[ATIVIDADE]
Prossiga o texto sobre a história de Jesus a partir do ponto em que termina, escrevendo a seguir ao título «Belém, Palestina ou Israel?».

[TEXTO FORNECIDO]

Ao mesmo tempo, penso na verdadeira história de Jesus, a pessoa mais influente de sempre na humanidade – conquista essa, claro, confabulada por infinitos homens e mulheres ao longo de dois milénios, mas também, e acima de tudo, porque tudo o que sabemos da pessoa que ele foi é brutalmente inspirador, uma pessoa extremamente bondosa, abnegada, que lutou por: igualdade, empatia por quem sofre, tolerância pelos diferentes, perdão a quem nos fez mal (para mim uma das mensagens mais bonitas do cristianismo), e amor, muito, muito amor, como sendo, sem dúvida, a grande cura para todos os males, dedicada ao outro até ao último folgo.

Belém, Palestina ou Israel?

[DADOS DISPONÍVEIS]
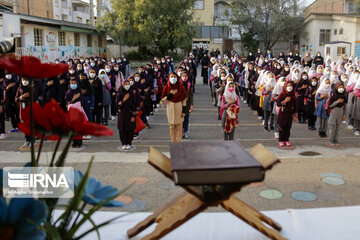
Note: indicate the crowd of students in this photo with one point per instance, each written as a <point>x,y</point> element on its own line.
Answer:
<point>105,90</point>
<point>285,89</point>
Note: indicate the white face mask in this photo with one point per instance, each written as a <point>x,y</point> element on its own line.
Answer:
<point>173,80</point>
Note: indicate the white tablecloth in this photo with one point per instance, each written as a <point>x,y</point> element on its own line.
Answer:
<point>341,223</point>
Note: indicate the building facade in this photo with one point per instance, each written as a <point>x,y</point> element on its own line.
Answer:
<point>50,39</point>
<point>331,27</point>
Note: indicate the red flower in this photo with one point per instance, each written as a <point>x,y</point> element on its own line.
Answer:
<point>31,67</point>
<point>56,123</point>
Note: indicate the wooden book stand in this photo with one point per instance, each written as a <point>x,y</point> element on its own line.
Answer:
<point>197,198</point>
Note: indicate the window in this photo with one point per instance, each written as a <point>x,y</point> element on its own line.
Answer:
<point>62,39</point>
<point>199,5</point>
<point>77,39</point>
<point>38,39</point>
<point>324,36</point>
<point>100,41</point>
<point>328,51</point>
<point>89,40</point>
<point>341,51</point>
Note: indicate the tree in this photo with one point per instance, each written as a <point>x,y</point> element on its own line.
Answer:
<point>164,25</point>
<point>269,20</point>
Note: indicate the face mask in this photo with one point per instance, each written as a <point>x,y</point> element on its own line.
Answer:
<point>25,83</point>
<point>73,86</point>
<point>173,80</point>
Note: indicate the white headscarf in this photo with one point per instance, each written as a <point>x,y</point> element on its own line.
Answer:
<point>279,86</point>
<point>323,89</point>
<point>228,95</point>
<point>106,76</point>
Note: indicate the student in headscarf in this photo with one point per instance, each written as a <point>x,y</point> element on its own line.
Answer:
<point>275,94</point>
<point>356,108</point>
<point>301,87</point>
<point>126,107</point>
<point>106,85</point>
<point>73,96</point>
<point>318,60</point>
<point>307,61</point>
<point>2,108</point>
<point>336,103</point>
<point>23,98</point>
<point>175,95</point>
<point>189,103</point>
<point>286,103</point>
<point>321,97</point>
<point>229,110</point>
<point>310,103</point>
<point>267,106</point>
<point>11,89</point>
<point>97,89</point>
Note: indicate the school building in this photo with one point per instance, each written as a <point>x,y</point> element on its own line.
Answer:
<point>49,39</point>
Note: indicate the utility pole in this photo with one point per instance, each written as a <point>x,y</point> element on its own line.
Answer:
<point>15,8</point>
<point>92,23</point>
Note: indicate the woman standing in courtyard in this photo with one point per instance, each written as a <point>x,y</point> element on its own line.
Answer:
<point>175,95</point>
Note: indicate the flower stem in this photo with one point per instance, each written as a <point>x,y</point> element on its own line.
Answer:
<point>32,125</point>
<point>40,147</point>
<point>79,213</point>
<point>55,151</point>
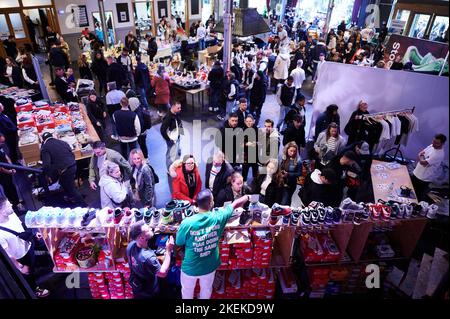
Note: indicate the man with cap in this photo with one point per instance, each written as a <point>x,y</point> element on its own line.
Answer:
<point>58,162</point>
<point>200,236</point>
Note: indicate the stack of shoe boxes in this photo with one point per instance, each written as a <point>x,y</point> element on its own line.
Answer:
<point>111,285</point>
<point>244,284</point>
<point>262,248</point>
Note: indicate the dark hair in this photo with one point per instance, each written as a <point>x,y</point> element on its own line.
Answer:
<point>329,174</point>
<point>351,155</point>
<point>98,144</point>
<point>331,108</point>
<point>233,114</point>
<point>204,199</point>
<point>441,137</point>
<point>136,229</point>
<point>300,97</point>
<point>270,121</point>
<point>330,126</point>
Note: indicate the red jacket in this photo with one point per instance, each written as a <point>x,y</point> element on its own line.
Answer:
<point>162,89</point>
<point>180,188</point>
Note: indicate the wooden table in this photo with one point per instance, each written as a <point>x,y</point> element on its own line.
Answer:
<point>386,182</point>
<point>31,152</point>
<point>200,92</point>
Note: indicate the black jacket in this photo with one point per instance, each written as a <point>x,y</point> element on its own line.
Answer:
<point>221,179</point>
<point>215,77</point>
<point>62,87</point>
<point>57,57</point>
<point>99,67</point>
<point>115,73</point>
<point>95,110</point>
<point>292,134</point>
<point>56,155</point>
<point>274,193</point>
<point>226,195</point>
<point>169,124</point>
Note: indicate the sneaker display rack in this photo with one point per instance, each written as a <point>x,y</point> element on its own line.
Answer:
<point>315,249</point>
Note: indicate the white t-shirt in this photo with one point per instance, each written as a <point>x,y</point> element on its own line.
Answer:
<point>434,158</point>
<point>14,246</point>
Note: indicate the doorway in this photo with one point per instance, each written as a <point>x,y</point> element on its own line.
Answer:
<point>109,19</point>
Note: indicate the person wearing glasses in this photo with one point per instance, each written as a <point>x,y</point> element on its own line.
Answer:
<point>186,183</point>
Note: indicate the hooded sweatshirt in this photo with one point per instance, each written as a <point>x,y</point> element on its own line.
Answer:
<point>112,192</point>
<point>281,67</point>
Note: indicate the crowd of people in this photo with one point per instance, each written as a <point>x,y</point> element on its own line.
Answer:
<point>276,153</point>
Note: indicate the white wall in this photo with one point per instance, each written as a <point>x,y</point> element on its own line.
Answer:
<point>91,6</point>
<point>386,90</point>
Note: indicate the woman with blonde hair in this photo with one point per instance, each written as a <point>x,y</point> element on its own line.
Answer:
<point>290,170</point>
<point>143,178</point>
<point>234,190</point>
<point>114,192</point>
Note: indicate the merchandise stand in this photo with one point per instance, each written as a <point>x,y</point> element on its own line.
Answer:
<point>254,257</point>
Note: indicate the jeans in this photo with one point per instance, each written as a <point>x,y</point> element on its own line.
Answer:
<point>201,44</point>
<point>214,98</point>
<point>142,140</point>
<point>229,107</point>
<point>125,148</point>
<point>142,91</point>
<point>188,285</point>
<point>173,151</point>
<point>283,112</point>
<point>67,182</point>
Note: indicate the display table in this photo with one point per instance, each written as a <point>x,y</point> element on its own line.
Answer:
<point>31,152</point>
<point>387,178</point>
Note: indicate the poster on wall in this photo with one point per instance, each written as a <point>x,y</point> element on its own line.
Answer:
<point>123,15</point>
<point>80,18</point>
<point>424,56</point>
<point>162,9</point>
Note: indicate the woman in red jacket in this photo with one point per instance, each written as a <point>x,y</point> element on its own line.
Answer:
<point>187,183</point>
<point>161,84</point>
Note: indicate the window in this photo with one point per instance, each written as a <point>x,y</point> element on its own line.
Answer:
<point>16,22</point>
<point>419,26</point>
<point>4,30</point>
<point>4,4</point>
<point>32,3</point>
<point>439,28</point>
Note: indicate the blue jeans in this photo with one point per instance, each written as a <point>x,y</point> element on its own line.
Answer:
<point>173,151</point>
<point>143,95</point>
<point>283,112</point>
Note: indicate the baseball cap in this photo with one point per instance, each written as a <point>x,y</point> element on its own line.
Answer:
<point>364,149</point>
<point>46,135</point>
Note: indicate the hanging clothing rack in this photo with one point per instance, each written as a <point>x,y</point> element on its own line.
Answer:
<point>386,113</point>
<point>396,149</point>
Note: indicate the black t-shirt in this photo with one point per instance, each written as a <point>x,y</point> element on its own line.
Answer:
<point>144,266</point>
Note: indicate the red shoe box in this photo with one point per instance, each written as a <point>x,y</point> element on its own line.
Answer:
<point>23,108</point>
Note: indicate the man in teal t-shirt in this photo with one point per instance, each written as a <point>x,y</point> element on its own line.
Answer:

[PROBLEMA RESOLVIDO]
Jesus nasceu em Belém e morreu em Jerusalém, são cidades reconhecidas pela ONU e por toda a comunidade internacional como sendo Palestina. Só Israel afirma, age, e obriga quem lá vai, a dizer que aquilo não é Palestina, mas sim Israel. Ninguém me contou. Aconteceu-me a mim. Na segurança do aeroporto à saída, em Tel Aviv, quando me perguntaram onde eu estive, e eu nomeei algumas cidades da Cisjordânia, como sendo Palestina. Obrigaram-me, ao ponto que se eu me recusasse a retirar a palavra “Palestina”, não me deixavam passar. Isto é retórica genocida.

Há cerca de 2 mil milhões de pessoas, em cerca de 160 países, que vivem num estado de alegria, família, harmonia, amor, bondade e compaixão, ao festejar o Natal. Mas aqueles que vivem onde nasceu, viveu e morreu Jesus estão a ser vítimas de genocídio.

O Pai Natal ou uma bomba?

Nada mais bonito no Natal do que ver o brilho nos olhos duma criança, quando pensa no Pai Natal a descer pela chaminé com uma alegria infinita, mesmo antes da explosão de emoções quando abre o tão sonhado presente.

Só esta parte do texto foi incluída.